» **Exercise details**
Rewrite the records from their first line up to and including the line with "Reply as a list", changing "instance" to "occurrence" and leaving everything else as it is.

» **Stored records**

##########

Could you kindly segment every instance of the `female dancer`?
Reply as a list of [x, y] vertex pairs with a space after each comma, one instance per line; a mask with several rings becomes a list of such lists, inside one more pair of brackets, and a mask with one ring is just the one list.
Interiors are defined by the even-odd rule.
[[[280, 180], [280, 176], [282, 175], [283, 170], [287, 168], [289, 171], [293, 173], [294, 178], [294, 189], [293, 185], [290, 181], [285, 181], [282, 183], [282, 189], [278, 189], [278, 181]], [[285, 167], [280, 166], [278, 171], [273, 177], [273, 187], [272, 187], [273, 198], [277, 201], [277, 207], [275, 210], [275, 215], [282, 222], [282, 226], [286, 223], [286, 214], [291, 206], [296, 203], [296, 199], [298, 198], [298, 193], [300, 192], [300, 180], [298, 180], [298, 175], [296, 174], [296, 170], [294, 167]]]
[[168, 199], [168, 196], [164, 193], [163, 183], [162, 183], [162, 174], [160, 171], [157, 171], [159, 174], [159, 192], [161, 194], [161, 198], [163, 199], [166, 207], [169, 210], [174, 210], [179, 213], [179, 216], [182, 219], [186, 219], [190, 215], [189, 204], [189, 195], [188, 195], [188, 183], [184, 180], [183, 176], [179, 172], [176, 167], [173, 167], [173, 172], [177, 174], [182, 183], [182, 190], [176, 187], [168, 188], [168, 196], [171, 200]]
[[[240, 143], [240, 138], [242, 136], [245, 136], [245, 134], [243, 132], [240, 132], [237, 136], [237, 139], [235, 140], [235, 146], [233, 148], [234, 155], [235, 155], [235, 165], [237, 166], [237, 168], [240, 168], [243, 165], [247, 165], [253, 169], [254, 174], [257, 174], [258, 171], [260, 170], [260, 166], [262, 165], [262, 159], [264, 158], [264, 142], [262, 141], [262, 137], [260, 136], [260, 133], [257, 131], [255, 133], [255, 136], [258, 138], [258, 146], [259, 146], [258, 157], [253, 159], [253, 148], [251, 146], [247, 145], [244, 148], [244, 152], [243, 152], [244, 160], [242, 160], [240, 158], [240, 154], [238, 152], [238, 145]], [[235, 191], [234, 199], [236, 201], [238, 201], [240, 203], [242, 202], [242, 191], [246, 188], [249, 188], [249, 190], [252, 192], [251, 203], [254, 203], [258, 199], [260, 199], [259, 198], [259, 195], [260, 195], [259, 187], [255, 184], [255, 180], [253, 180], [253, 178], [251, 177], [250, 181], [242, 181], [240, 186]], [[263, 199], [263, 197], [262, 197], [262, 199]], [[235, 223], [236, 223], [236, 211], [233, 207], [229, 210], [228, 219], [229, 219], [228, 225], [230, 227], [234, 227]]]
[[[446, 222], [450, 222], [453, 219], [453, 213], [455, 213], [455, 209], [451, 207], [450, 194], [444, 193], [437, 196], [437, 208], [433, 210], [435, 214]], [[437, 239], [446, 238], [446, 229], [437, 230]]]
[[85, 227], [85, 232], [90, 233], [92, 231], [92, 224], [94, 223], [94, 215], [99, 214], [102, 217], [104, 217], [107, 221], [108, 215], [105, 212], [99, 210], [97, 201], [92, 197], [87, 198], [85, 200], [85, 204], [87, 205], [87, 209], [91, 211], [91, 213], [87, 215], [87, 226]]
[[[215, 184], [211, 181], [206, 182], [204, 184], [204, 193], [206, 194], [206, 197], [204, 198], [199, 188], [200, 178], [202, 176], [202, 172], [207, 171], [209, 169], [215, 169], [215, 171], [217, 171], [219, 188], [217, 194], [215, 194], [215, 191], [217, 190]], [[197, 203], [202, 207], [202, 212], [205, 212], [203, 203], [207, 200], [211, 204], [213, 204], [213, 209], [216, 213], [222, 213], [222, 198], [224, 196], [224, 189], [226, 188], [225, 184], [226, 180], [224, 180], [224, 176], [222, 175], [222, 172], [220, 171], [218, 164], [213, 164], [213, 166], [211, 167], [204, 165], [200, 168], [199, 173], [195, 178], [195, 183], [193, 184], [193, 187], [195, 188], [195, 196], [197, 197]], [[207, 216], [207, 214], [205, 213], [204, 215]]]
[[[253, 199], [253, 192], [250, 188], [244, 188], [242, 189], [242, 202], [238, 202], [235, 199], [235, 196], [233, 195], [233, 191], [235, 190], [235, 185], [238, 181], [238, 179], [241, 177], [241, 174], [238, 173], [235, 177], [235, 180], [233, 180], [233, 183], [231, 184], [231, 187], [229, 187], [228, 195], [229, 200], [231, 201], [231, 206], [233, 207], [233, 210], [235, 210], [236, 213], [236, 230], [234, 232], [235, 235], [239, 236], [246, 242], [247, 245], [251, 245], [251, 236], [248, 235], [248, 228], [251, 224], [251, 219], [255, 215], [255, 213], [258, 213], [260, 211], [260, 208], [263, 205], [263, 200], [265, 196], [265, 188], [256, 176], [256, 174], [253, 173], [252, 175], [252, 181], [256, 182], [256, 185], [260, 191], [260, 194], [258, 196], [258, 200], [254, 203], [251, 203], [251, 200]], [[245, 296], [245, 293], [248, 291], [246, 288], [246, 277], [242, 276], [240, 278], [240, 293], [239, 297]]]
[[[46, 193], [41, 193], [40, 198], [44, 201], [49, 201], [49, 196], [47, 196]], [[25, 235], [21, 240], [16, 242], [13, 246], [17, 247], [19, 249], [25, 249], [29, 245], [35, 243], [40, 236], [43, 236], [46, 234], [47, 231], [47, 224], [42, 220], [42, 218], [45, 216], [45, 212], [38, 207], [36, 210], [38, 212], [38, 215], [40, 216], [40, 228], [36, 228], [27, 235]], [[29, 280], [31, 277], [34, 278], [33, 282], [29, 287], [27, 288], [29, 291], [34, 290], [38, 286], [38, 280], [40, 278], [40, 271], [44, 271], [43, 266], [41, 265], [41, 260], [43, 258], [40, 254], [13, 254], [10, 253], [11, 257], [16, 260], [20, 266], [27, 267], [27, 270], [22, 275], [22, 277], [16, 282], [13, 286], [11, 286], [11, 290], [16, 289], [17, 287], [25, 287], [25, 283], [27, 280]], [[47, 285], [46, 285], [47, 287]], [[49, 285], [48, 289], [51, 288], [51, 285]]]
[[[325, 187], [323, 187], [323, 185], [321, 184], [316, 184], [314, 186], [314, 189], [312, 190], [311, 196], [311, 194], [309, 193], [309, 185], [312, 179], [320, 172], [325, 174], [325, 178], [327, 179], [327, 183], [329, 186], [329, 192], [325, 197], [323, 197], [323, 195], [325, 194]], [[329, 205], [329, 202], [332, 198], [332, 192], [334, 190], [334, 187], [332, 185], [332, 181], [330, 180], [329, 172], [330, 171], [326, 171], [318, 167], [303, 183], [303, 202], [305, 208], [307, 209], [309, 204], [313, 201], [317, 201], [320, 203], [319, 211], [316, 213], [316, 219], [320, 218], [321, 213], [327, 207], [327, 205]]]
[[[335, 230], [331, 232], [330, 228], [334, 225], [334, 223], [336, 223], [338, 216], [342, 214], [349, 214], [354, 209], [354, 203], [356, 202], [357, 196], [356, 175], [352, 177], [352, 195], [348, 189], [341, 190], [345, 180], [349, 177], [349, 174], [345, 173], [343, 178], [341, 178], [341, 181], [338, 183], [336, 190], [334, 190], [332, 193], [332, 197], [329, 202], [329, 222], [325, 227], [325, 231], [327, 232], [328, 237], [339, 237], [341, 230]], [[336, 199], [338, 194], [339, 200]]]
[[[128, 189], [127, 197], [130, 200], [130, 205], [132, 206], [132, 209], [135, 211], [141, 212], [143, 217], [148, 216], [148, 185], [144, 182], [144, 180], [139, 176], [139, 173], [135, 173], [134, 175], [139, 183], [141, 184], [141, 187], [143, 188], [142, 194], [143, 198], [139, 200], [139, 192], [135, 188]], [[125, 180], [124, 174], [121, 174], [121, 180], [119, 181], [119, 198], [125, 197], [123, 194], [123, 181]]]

##########

» **Finished task**
Could you kindly segment every occurrence of the `female dancer`?
Reply as a list of [x, y] vertex pairs with a space after each comma, one occurrence per line; a mask with several rings becomes a list of such lists, inside one more pair of brackets, and a mask with one ring is just the one list.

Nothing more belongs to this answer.